Point annotation dataset records:

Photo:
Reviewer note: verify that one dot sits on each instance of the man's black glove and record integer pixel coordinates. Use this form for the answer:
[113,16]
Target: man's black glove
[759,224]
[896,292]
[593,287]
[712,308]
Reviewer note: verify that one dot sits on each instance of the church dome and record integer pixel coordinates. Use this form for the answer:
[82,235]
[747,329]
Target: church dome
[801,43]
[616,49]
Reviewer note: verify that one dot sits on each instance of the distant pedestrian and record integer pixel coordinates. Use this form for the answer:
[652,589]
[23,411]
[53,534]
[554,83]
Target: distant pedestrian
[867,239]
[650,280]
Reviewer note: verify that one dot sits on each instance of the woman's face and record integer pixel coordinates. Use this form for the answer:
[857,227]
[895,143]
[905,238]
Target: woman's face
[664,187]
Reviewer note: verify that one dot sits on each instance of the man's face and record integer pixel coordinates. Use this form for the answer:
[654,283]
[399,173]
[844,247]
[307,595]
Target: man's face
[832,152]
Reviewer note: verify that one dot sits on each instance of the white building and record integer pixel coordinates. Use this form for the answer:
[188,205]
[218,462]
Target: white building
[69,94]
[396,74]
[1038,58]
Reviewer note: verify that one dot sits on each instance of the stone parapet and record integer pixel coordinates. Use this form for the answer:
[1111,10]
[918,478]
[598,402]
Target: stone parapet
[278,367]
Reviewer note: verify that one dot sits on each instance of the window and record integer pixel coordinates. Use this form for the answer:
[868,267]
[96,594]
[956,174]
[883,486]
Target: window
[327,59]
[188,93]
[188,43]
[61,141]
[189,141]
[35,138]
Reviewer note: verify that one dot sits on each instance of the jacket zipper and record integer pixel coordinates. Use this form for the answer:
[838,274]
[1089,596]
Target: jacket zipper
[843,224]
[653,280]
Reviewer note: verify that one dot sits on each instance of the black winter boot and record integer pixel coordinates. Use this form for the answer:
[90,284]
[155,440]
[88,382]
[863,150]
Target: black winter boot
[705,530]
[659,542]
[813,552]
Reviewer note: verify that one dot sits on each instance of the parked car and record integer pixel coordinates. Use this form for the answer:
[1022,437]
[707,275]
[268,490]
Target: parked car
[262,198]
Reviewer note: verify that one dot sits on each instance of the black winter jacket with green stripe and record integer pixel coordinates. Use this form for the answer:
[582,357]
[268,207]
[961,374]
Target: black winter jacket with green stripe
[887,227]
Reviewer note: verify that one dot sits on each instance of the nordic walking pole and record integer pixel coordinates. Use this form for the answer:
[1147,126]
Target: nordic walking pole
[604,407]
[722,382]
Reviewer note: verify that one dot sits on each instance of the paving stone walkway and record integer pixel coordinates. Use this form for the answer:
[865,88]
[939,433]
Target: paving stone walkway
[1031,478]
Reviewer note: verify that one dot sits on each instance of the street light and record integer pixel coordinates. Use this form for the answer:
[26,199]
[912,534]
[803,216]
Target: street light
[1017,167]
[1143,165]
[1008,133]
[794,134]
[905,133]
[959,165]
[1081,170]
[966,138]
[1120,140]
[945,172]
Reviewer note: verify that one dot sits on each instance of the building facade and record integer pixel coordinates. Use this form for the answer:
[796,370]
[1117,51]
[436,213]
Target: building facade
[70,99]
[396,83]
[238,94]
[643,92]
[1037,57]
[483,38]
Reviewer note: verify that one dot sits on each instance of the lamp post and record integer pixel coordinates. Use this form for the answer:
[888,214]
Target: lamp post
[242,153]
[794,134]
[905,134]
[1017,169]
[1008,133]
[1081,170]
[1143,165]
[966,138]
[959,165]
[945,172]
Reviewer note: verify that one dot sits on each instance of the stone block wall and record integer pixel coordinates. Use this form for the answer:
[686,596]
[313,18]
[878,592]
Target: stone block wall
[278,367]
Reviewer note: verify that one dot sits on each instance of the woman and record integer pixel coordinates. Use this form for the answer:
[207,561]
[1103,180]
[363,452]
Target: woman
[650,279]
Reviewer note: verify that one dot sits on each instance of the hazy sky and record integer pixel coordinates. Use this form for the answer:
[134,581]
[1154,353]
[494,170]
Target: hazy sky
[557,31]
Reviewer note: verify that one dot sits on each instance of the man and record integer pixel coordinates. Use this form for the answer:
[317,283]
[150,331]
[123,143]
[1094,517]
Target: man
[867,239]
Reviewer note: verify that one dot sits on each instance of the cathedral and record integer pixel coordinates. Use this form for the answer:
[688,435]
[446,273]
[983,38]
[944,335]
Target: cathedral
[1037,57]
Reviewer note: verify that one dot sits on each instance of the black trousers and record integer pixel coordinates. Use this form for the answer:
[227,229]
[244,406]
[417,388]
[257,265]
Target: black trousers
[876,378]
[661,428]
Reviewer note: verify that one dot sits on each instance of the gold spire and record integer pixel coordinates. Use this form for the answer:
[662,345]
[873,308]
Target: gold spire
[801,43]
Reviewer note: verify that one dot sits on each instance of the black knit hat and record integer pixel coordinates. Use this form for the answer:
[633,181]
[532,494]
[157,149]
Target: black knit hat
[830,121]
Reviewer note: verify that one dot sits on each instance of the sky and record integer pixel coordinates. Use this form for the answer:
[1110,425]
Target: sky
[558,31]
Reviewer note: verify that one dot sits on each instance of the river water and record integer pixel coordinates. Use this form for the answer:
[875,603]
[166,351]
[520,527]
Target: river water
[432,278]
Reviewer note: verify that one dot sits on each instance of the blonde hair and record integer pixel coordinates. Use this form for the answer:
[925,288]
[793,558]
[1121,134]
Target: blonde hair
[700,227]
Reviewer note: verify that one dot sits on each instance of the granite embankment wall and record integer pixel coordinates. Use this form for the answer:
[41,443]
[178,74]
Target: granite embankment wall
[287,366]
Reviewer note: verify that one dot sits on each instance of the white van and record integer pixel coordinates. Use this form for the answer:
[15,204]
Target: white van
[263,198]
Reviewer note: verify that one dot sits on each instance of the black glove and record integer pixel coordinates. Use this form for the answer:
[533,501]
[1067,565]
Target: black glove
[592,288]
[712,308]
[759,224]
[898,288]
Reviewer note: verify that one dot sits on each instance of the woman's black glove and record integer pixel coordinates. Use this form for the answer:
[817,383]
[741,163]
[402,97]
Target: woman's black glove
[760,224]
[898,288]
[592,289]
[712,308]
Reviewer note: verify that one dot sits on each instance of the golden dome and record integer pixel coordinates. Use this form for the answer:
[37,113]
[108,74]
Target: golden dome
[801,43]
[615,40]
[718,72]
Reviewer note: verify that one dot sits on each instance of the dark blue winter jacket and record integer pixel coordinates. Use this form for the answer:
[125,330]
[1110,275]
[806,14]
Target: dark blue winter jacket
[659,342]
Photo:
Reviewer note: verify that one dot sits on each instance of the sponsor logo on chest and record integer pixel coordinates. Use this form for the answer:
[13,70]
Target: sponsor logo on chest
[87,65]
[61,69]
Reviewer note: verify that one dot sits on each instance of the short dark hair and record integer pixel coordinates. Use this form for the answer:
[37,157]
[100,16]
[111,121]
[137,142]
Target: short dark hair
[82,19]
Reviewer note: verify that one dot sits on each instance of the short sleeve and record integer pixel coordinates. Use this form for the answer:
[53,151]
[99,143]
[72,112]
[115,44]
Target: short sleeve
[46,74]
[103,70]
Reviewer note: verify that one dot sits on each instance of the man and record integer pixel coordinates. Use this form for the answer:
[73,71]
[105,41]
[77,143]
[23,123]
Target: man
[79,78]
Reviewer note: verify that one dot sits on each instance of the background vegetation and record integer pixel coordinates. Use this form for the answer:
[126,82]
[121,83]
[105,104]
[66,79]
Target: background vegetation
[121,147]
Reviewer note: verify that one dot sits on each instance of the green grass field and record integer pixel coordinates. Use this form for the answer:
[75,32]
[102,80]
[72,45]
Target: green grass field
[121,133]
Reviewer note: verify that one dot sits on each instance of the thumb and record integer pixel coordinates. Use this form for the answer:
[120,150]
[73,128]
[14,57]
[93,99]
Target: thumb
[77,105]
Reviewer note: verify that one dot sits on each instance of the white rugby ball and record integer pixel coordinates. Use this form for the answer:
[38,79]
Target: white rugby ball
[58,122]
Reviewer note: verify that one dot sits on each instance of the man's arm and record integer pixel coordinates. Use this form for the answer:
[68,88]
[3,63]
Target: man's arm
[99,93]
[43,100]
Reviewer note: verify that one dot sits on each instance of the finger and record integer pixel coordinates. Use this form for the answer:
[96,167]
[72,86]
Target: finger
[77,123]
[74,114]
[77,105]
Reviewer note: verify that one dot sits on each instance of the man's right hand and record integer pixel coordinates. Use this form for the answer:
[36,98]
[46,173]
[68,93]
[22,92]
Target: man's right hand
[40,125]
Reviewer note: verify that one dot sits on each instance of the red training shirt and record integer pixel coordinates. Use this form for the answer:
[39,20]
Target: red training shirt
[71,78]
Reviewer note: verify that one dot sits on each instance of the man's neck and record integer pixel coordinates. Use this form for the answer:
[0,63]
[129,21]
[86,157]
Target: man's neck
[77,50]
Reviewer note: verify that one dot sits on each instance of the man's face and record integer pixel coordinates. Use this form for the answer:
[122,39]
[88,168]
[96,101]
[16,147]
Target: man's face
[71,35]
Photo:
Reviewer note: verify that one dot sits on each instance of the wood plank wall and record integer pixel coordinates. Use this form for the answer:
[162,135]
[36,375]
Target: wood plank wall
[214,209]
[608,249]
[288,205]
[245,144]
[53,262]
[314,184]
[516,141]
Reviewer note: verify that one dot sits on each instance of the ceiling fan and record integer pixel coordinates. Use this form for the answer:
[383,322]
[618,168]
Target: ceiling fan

— Request —
Look above for the line containing "the man's neck"; copy from it through the last line, exactly, and nothing more.

— Output —
Reviewer note: verify that one dot sits on each instance of the man's neck and record integer pixel coordinates. Use this form for the answer:
[0,63]
[129,21]
[86,157]
Target: man's neck
[77,50]
Reviewer note: verify that one dot sits on each instance of the man's face and record integer pixel coordinates. Use this form for the answer:
[122,39]
[88,168]
[96,101]
[16,147]
Target: man's face
[71,35]
Photo:
Reviewer note: verify that one dot sits on each instance of the wood plank wall and record integer pixel coordinates. Use this form for the answer:
[162,135]
[36,375]
Target: wood plank wall
[214,209]
[608,249]
[288,205]
[245,144]
[53,262]
[314,184]
[516,141]
Reviewer note: verify that one dot sits on each instance of the ceiling fan and record integer pixel coordinates. Use this form for the answer:
[383,322]
[618,168]
Target: ceiling fan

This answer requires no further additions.